#### [Given data]
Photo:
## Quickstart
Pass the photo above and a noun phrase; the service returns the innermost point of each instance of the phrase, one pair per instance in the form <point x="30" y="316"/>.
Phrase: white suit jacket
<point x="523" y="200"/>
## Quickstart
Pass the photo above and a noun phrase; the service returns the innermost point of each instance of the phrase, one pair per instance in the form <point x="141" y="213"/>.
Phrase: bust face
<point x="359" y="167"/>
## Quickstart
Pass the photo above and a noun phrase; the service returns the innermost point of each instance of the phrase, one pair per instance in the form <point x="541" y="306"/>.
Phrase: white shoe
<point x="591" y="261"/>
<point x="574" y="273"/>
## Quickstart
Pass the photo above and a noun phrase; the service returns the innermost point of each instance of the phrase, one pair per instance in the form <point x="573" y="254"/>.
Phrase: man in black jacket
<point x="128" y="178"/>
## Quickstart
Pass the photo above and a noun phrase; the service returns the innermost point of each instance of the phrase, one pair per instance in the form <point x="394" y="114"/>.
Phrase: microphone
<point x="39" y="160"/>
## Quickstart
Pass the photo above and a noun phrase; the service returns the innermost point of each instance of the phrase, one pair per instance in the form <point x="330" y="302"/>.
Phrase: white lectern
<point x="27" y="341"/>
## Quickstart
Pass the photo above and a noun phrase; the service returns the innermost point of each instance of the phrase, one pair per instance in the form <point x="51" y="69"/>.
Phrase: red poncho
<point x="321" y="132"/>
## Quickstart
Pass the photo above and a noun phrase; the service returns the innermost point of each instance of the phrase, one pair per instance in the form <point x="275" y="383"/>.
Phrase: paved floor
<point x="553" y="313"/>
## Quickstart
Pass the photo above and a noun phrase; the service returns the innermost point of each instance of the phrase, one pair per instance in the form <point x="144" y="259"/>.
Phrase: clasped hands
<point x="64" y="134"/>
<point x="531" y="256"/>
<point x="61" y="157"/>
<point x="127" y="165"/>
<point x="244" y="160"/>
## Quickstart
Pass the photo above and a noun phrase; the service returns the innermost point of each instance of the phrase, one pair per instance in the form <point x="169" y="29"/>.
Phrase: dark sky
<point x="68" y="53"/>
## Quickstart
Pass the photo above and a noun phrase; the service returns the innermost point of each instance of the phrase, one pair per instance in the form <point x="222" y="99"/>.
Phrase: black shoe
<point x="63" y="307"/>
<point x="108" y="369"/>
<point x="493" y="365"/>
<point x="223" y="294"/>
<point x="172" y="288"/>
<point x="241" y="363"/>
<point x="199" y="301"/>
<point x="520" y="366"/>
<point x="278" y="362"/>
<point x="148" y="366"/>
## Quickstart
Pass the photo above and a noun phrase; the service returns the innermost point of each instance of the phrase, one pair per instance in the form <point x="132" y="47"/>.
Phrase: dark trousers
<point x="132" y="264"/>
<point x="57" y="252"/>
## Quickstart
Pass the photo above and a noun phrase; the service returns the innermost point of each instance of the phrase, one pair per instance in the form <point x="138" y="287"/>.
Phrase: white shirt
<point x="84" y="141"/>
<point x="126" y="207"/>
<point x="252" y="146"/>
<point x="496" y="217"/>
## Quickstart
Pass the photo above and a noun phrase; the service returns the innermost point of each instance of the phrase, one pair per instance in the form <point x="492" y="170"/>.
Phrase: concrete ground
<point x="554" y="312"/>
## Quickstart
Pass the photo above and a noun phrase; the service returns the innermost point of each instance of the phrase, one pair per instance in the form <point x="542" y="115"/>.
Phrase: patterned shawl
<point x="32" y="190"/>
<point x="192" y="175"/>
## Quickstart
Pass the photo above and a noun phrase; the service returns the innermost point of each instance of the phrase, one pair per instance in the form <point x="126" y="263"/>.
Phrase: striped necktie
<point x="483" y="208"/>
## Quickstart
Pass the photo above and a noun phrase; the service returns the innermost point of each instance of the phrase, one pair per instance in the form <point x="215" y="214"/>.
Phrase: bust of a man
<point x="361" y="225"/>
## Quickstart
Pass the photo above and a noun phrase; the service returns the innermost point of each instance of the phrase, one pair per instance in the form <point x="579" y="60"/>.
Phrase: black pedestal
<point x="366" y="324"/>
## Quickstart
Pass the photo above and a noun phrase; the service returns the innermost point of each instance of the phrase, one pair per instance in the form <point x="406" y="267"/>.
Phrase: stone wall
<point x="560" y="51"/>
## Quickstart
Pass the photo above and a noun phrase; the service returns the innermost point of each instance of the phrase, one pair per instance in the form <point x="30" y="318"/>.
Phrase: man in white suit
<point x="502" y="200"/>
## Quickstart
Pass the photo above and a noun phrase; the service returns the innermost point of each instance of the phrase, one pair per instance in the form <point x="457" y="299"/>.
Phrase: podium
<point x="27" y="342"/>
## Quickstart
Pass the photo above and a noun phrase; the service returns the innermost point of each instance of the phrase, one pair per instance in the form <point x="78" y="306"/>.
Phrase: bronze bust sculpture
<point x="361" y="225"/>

#### [Exercise goal]
Print the material once more, exactly.

#### [Problem solution]
Photo:
## Quickstart
Pass the photo above and a noun phrase; the service returns the innermost point of each instance of the phrase, one pair per instance in the form <point x="30" y="316"/>.
Phrase: white suit jacket
<point x="523" y="200"/>
## Quickstart
Pass the photo above and a noun phrase; the service returns the innermost point of each instance of the phrase, one pair per instance in the form <point x="141" y="213"/>.
Phrase: bust face
<point x="359" y="167"/>
## Quickstart
Pass the photo above and a noun phrase; the service returns the innermost point of each instance of the phrase, one pair per instance in the form <point x="541" y="306"/>.
Phrase: white shoe
<point x="591" y="261"/>
<point x="574" y="273"/>
## Quickstart
Pass the photo above and a noun phrase; the service returns the innermost point of each instance of the phrase, one pair per instance in the form <point x="573" y="254"/>.
Phrase: man in black jacket
<point x="128" y="178"/>
## Quickstart
Pass the photo above and a noun phrase; the service returns the innermost point of each instance of the phrase, one pair per instance in the form <point x="394" y="114"/>.
Phrase: microphone
<point x="39" y="160"/>
## Quickstart
Pass the photo above and a noun phrase; the service returns the innermost point of each instance of the phrase, one pair per instance in the form <point x="330" y="302"/>.
Phrase: white lectern
<point x="27" y="341"/>
## Quickstart
Pass the photo above and a noun phrase; the service returns the innermost point of each instance of the phrase, one pair per instance in the form <point x="51" y="69"/>.
Phrase: red poncho
<point x="321" y="132"/>
## Quickstart
Pass the photo above and a noun phrase; the service returns the innermost point of each instance of the phrase, one pair per instance in the form <point x="275" y="383"/>.
Phrase: paved floor
<point x="553" y="313"/>
## Quickstart
Pass the photo above and a noun phrase; the service returns the innermost point of each instance of the phrase, one pair per instance in the form <point x="144" y="259"/>.
Phrase: clasped hands
<point x="64" y="134"/>
<point x="531" y="256"/>
<point x="61" y="157"/>
<point x="127" y="165"/>
<point x="244" y="160"/>
## Quickstart
Pass the photo above and a noun phrase; the service returns the innermost point of each instance of the phrase, one pair per instance in the form <point x="169" y="29"/>.
Phrase: dark sky
<point x="68" y="53"/>
## Quickstart
Pass the photo above and a noun phrase; the service returns the innermost point of each instance of the phrase, one pair per instance in the form <point x="222" y="99"/>.
Phrase: black shoe
<point x="63" y="307"/>
<point x="108" y="369"/>
<point x="493" y="365"/>
<point x="223" y="294"/>
<point x="172" y="288"/>
<point x="241" y="363"/>
<point x="199" y="301"/>
<point x="520" y="366"/>
<point x="278" y="362"/>
<point x="148" y="366"/>
## Quickstart
Pass the photo above and a noun phrase; the service returns the innermost point of each instance of the phrase, one pair per instance in the form <point x="132" y="47"/>.
Phrase: dark trousers
<point x="132" y="264"/>
<point x="57" y="252"/>
## Quickstart
Pass the photo above and a noun phrase; the service returns the innermost point of each instance of the phrase, one pair per instance in the form <point x="138" y="287"/>.
Phrase: white shirt
<point x="84" y="141"/>
<point x="126" y="207"/>
<point x="252" y="146"/>
<point x="496" y="217"/>
## Quickstart
Pass the photo above and a noun phrase; the service returns the innermost point of each instance of the phrase, one pair per instance in the form <point x="492" y="170"/>.
Phrase: concrete ground
<point x="554" y="312"/>
## Quickstart
Pass the photo above and a noun phrase; the service returns the innermost point of each instance of the phrase, one pair per instance in the form <point x="542" y="115"/>.
Phrase: patterned shawl
<point x="32" y="190"/>
<point x="192" y="175"/>
## Quickstart
Pass the photo above and a noun phrase; the service returns the innermost point of each instance of the phrase, one pair per instance in the form <point x="126" y="263"/>.
Phrase: striped necktie
<point x="483" y="208"/>
## Quickstart
Pass the photo above and a noun phrase; the service returns the innermost point of each instance of the phrase, one pair per instance in the form <point x="215" y="214"/>.
Phrase: bust of a man
<point x="361" y="225"/>
## Quickstart
Pass the photo above and a noun phrase; the service returns the innermost point of each instance of the phrase, one pair per instance in the form <point x="579" y="60"/>.
Phrase: black pedestal
<point x="366" y="324"/>
## Quickstart
Pass the photo above and a noun phrase; the service returns the innermost point of each instance of the phrase, one pair per instance in the form <point x="406" y="267"/>.
Phrase: stone wall
<point x="560" y="51"/>
## Quickstart
Pass the photo above and a noun phrase; the service returns the innermost point of each instance of the phrase, one pair per instance in the form <point x="30" y="318"/>.
Phrase: man in white suit
<point x="502" y="200"/>
## Quickstart
Pass the photo above and a noun phrase; the service returns the innermost point of each instance of the phrase, one pair per instance in the form <point x="457" y="299"/>.
Phrase: podium
<point x="27" y="342"/>
## Quickstart
Pass the photo above and a noun phrase; the service returns the innermost point of each instance of the phrase, one pair per instance in the form <point x="78" y="306"/>.
Phrase: bronze bust sculpture
<point x="361" y="225"/>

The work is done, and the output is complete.